[Records of labeled points]
####################

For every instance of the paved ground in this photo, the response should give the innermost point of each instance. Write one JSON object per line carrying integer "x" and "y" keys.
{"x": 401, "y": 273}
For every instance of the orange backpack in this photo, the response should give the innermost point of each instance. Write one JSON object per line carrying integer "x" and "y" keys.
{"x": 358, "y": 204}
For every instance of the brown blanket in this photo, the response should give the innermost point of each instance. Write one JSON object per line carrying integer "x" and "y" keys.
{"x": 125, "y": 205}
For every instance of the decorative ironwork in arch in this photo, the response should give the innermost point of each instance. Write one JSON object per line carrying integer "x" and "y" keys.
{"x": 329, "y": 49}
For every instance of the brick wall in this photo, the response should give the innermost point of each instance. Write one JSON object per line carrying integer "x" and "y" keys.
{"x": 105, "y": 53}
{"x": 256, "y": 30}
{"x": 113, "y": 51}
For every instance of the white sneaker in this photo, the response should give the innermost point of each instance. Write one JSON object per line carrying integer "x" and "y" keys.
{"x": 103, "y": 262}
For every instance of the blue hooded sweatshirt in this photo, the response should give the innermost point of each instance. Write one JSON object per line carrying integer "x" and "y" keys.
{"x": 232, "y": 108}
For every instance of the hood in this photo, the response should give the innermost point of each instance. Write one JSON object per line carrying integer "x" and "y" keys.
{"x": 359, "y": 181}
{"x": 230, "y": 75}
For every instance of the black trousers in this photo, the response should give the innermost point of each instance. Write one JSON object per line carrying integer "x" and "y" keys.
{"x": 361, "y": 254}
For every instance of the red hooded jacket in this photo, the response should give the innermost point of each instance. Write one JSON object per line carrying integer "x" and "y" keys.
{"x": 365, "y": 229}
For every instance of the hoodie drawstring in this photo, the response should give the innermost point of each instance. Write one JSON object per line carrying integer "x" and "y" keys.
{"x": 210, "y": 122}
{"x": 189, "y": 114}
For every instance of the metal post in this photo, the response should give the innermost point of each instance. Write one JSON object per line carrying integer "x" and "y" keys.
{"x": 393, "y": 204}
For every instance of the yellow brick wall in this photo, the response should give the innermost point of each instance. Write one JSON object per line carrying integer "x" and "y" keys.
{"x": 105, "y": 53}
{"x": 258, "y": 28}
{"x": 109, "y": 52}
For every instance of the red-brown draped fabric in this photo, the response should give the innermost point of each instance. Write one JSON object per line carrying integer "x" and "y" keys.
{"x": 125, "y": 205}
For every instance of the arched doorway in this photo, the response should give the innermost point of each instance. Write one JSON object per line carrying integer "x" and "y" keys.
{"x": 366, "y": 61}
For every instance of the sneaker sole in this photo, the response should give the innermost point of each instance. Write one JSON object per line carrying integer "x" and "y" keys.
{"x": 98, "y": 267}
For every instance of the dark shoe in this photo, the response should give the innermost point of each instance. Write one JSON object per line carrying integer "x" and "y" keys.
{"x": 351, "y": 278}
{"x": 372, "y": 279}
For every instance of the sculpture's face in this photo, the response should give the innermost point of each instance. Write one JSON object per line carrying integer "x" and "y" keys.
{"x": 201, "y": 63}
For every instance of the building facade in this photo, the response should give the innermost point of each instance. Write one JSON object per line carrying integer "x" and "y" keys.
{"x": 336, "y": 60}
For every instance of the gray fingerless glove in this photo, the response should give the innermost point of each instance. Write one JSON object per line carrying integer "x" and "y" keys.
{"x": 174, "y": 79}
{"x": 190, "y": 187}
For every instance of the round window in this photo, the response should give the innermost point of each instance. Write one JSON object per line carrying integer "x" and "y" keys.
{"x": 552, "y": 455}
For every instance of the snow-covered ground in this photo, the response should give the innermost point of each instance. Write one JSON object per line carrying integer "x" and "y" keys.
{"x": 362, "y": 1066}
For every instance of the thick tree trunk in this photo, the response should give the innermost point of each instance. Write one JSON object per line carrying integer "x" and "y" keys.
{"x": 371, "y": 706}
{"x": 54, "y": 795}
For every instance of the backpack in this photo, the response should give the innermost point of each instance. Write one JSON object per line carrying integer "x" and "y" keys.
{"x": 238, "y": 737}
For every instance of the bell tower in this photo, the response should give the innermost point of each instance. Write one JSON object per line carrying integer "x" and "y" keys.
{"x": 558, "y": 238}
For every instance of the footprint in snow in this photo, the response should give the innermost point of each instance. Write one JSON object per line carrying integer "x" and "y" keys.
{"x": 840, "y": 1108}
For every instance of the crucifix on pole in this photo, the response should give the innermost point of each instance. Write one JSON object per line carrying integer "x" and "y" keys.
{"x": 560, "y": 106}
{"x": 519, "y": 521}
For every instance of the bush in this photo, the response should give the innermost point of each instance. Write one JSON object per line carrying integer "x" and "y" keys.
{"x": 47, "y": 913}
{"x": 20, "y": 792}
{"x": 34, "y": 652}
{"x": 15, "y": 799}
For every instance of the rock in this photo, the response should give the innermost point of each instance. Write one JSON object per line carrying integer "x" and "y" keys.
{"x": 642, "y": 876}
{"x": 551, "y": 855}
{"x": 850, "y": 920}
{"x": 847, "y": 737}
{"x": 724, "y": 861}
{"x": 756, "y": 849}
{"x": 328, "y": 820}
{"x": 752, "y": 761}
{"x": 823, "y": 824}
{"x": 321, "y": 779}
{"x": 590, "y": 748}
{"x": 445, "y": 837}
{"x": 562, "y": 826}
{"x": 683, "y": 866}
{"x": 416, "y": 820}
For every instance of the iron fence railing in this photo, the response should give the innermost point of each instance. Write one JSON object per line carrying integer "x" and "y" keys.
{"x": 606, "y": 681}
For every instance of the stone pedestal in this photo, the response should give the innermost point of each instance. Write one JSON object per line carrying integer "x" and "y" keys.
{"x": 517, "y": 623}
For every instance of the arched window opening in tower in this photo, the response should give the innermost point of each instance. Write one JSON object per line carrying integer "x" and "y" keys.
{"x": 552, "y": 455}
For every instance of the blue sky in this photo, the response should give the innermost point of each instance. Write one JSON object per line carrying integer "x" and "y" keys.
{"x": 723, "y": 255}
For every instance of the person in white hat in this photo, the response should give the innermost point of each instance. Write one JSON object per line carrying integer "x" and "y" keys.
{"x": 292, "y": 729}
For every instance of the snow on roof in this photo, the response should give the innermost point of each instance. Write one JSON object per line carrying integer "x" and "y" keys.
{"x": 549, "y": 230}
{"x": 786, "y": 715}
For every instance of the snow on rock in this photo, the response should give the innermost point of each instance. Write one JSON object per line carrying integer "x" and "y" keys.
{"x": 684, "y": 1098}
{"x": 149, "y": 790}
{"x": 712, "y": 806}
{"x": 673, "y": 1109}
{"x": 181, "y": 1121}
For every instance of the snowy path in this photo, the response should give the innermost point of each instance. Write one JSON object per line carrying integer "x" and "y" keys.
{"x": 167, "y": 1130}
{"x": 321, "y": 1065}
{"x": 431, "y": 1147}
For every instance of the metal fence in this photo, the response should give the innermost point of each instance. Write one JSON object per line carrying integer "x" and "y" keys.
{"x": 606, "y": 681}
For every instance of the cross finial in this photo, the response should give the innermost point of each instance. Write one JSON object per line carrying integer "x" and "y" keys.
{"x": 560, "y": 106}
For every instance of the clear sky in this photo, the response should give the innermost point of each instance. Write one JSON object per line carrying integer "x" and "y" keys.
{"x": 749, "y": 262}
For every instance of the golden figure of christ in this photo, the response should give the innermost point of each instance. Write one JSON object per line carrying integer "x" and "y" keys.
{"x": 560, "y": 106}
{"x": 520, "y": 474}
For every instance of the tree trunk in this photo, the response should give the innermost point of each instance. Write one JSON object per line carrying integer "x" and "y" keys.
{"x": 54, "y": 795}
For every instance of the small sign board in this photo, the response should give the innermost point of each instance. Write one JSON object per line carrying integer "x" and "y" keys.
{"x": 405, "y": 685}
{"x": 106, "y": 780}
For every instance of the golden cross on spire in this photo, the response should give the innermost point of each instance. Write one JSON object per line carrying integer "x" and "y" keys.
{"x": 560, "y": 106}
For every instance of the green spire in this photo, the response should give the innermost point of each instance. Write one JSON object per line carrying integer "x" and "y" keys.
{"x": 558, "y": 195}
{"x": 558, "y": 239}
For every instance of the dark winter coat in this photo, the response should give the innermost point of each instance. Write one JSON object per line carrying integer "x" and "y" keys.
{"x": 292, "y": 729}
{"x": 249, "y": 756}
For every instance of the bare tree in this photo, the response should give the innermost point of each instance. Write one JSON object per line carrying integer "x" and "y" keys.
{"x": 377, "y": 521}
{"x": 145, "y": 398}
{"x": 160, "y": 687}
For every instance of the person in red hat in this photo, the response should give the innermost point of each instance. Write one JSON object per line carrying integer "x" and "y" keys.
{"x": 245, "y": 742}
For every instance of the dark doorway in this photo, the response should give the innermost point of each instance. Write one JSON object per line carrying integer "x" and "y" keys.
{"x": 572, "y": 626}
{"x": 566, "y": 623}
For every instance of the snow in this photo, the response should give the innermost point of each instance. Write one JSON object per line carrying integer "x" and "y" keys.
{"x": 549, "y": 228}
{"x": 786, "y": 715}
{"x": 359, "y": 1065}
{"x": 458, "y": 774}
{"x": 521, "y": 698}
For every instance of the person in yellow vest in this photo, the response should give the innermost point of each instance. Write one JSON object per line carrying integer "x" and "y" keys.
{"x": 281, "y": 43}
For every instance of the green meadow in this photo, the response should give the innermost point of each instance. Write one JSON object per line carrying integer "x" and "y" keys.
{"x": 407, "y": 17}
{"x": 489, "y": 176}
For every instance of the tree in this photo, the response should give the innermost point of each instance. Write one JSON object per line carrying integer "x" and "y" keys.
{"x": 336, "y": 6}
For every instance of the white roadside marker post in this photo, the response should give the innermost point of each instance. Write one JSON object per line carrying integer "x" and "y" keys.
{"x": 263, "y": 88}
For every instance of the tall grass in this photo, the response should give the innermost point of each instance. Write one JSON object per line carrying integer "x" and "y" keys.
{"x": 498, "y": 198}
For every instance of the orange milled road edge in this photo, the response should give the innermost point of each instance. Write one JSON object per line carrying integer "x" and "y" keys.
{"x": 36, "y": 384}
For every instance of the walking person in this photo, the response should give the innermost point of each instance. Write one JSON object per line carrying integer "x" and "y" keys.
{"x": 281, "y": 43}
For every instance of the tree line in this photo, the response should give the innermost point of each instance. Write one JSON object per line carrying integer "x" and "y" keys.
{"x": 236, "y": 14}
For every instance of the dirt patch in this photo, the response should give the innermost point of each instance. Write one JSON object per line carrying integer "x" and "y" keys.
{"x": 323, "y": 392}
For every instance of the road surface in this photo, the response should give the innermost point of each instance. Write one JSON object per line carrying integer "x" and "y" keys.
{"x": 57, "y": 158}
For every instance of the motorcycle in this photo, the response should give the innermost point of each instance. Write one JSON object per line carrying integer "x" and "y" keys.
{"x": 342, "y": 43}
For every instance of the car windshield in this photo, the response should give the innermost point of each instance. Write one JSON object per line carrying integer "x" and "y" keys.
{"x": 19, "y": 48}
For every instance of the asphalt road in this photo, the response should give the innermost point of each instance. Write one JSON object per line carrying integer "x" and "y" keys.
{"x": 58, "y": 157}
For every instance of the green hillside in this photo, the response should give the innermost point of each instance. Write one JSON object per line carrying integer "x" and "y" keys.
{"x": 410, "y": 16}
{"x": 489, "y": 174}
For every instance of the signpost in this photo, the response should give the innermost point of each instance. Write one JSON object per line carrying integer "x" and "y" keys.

####################

Nothing but the lines from the one with "For every instance of the asphalt" through the last line should be repeated, each exactly as it stands.

_THE OUTPUT_.
For every instance of the asphalt road in this photo, the response should give the innermost point of each instance. Write one JSON object per line carrying integer "x" and "y" keys.
{"x": 58, "y": 157}
For every instance of the green hillside in this photo, the response should give the innermost point of each instance. Write one JSON object per line carrying integer "x" and "y" keys.
{"x": 410, "y": 16}
{"x": 489, "y": 174}
For every instance of the signpost in this photo, the response should give the innermost point of each instance. Write one JSON object per line carrying integer "x" and "y" keys.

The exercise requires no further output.